* [Problem description] Which of the rows below contain the word "white", with case counting? Gather every such row and copy it out in full.

━━━ Working data ━━━

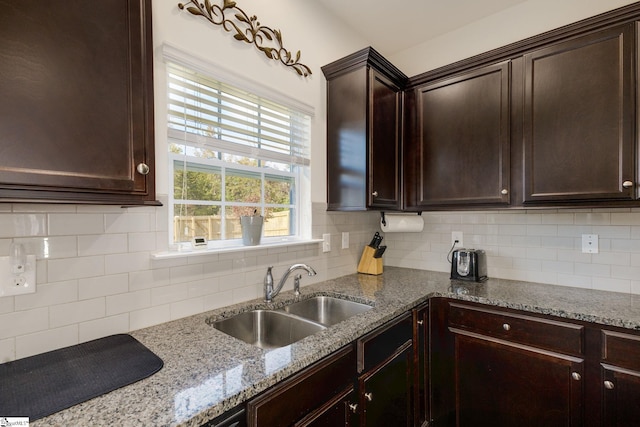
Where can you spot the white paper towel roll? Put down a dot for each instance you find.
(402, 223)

━━━
━━━ Working data ━━━

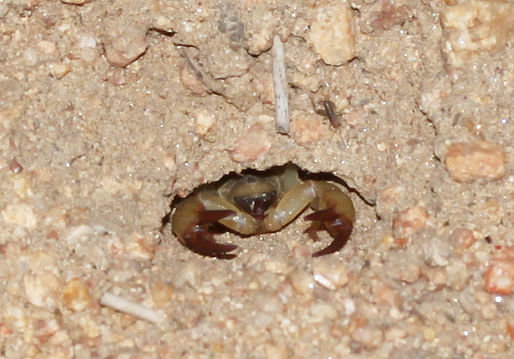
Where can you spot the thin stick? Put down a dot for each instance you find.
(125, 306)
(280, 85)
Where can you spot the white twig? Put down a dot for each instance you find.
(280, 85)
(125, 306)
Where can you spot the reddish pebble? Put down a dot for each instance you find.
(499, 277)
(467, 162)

━━━

* [Exercise answer]
Where can you spot the white paper towel roll? Put down a dot for each instance you find.
Where can you spot the white twig? Put down a dot for each instance you find.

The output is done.